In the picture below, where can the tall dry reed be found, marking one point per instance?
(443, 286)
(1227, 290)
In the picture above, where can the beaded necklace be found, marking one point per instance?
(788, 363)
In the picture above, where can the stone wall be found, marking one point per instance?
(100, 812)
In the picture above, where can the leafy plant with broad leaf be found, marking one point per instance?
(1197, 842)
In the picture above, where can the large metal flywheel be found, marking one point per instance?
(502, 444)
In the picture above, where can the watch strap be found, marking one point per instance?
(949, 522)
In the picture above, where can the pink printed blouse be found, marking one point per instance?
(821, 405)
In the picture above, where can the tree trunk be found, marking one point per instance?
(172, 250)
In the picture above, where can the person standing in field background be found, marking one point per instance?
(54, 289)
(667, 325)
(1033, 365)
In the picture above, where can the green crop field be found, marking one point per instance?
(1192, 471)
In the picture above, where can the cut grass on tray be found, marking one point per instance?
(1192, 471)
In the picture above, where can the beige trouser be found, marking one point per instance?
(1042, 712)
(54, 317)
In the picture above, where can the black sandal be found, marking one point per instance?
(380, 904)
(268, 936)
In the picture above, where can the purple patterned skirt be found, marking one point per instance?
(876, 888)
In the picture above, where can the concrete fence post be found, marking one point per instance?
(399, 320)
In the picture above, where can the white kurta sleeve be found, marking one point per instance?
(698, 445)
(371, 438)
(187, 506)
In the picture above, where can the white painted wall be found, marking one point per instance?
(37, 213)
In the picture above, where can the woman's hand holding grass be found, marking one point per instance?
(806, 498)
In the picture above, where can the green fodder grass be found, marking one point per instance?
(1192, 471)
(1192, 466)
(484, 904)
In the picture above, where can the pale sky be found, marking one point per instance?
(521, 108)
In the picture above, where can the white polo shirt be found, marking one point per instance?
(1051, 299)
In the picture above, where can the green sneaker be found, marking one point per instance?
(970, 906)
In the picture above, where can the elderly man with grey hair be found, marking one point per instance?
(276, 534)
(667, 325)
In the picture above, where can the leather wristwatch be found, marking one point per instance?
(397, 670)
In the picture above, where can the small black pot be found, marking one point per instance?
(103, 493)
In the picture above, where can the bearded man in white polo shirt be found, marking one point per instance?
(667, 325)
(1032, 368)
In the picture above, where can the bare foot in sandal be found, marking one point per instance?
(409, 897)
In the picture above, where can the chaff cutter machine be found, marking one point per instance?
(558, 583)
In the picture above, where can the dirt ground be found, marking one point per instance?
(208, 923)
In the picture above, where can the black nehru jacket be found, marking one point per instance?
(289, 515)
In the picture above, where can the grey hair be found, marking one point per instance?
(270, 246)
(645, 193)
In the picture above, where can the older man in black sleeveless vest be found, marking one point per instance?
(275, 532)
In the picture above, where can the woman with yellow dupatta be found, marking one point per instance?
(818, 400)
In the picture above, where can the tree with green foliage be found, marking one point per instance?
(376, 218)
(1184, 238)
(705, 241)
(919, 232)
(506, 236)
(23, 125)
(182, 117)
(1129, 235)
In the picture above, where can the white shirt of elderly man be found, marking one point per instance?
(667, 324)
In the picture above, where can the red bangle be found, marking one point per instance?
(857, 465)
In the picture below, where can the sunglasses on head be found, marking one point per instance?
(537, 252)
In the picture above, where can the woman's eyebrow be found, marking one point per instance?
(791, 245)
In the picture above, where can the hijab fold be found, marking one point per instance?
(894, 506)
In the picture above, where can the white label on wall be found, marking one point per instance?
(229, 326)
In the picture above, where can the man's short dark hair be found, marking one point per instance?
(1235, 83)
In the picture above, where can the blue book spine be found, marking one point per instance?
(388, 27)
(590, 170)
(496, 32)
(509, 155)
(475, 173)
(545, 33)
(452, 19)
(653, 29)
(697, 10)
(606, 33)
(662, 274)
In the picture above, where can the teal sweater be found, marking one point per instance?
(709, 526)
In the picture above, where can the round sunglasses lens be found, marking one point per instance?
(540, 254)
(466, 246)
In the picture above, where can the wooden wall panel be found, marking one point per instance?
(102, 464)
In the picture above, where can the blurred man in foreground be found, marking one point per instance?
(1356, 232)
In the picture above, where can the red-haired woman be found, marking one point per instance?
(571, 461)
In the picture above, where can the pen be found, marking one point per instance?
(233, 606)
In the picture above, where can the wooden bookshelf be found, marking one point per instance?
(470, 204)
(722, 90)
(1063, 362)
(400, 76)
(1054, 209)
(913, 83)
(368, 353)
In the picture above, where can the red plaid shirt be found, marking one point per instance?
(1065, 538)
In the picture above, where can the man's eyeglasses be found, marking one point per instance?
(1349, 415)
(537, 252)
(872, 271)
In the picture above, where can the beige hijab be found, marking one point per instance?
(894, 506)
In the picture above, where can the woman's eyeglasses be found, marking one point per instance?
++++++++++
Rewrite all of the records above, changing "marking one point per instance" to "placing a single point on each instance" wherever it occurs and leaving everything else as it is.

In the picture below, where can the tall dry reed be found, placing a single point on each instance?
(443, 286)
(1227, 290)
In the picture above, where can the beaded necklace be found, placing a single point on each instance?
(788, 363)
In the picture above, where can the stone wall be found, placing a single point on each instance?
(100, 812)
In the picture above, where can the leafy plant with broad leaf be found, placing a single point on each instance?
(1197, 842)
In the picture above, where can the large metal flywheel be found, placing a single point on each instance?
(502, 444)
In the picture above, where can the watch strap be found, placing a single point on each instance?
(949, 522)
In the picture above, where can the pink printed blouse be found, placing a single point on each instance?
(821, 405)
In the picture above, where can the tree trunk be found, placing a single point on each instance?
(172, 250)
In the picture above, where can the person standing in field background be found, placing a single point on each instance?
(54, 289)
(667, 325)
(1033, 365)
In the picture above, where can the green crop field be found, placing a single point on each instance?
(1192, 471)
In the picture above, where can the cut grass on tray be found, placing a single point on each instance?
(1192, 471)
In the picture above, where can the beige trouser be found, placing a single point on each instance?
(1042, 712)
(54, 317)
In the picture above, where can the black sandal be found, placing a single point on each instance?
(380, 904)
(268, 936)
In the picture above, where can the purple patterned skirt be found, placing a single point on each instance?
(876, 888)
In the picture above, where can the concrete fence post be found, placing a single point on each instance?
(399, 320)
In the picture above, where can the white kurta sleeve be found, placing a single point on each instance?
(698, 445)
(371, 438)
(187, 506)
In the picture above, where can the white painted wall be found, placing a single point on each instance?
(37, 213)
In the picture above, where can the woman's hand holding grass be found, placing a single point on each instance?
(806, 498)
In the picture above, where can the green fodder grass be found, placing a single point on each instance?
(1192, 471)
(1192, 466)
(484, 904)
In the picture above, where can the pale sky be found, placing a single point on each instance?
(521, 108)
In the picture above, where can the white polo shirt be found, placing a single point on each instance?
(1051, 299)
In the picture above, where can the green sneaker be found, placing a single point on each instance?
(970, 906)
In the picture above, where can the elderly man with grey hair be found, placing a single point on each instance?
(276, 534)
(667, 325)
In the picture above, where can the leather wristwatch be found, placing a single point on each instance?
(397, 670)
In the picture above, where can the small black pot be found, placing a single point on each instance?
(103, 493)
In the picture above, where can the bearded man in white polo shirt be found, placing a single point on each instance?
(667, 325)
(1032, 368)
In the picture above, where can the bare foot in sandal be found, placing a single point on each instance?
(409, 897)
In the picture above, where can the chaff cutter machine be found, placing a single point on each instance?
(558, 583)
In the picture above, where can the dirt ground be found, placing a single point on each instance?
(208, 923)
In the picture above, where can the black nehru jacket be found, placing a single point on each instance?
(289, 515)
In the picture above, where can the grey hair be found, placing a single point on each instance?
(270, 246)
(645, 193)
In the picture above, where can the older man in black sleeveless vest be found, placing a single point on each instance?
(275, 532)
In the picture above, where can the woman with yellow dupatta be found, placing a single point on each instance?
(818, 400)
In the picture above, where can the tree with green foliage be found, placing a single point on each instance?
(376, 218)
(1184, 238)
(705, 241)
(919, 232)
(506, 236)
(23, 125)
(182, 117)
(1129, 235)
In the picture above, where can the white shirt of elderly man be found, placing a single point on each instance?
(667, 324)
In the picture above, where can the red bangle be found, placing a single point on each instance?
(857, 465)
In the picture below, where can the sunglasses on head be found, placing a single point on each instance?
(537, 252)
In the picture above, where can the woman's eyebrow be found, placing a single point on each instance?
(791, 245)
In the picture above, where can the hijab fold be found, placing a single point on each instance?
(894, 506)
In the picture above, where can the white label on wall be found, placing a single point on each instance?
(229, 326)
In the picture above, where can the man's short dark hair be found, placing a single point on each instance?
(1235, 83)
In the picture above, where can the blue book spine be found, placing a single point on each instance?
(388, 27)
(590, 170)
(496, 32)
(509, 155)
(475, 173)
(545, 33)
(452, 19)
(653, 29)
(697, 10)
(606, 33)
(662, 274)
In the picture above, where can the teal sweater be found, placing a single point on each instance?
(709, 526)
In the picture above, where can the round sunglasses lens be found, placing a single point on each instance?
(540, 254)
(466, 246)
In the picture above, where can the wooden wall panel be found, placing a single point on each instance?
(102, 464)
In the picture above, where can the blurred man in foreground be found, placing a single point on each instance?
(1356, 232)
In the picture above, where can the red-haired woman be found, placing a single point on each instance?
(571, 461)
In the picture above, where can the pen be found, placing a single point on each instance?
(233, 606)
In the picture above, where can the wooden bookshelf be found, placing a single point on each instance?
(470, 204)
(722, 90)
(1063, 362)
(400, 76)
(1054, 209)
(913, 83)
(368, 353)
In the picture above, where can the red plaid shirt be found, placing a single point on each instance?
(1065, 538)
In the picture above, where can the man's eyeglasses be found, placing a single point on each instance?
(1349, 415)
(537, 252)
(872, 271)
In the picture above, where can the beige hijab be found, placing a single point on each instance?
(894, 506)
In the picture above, where can the woman's eyeglasses be found, placing a single point on each instance?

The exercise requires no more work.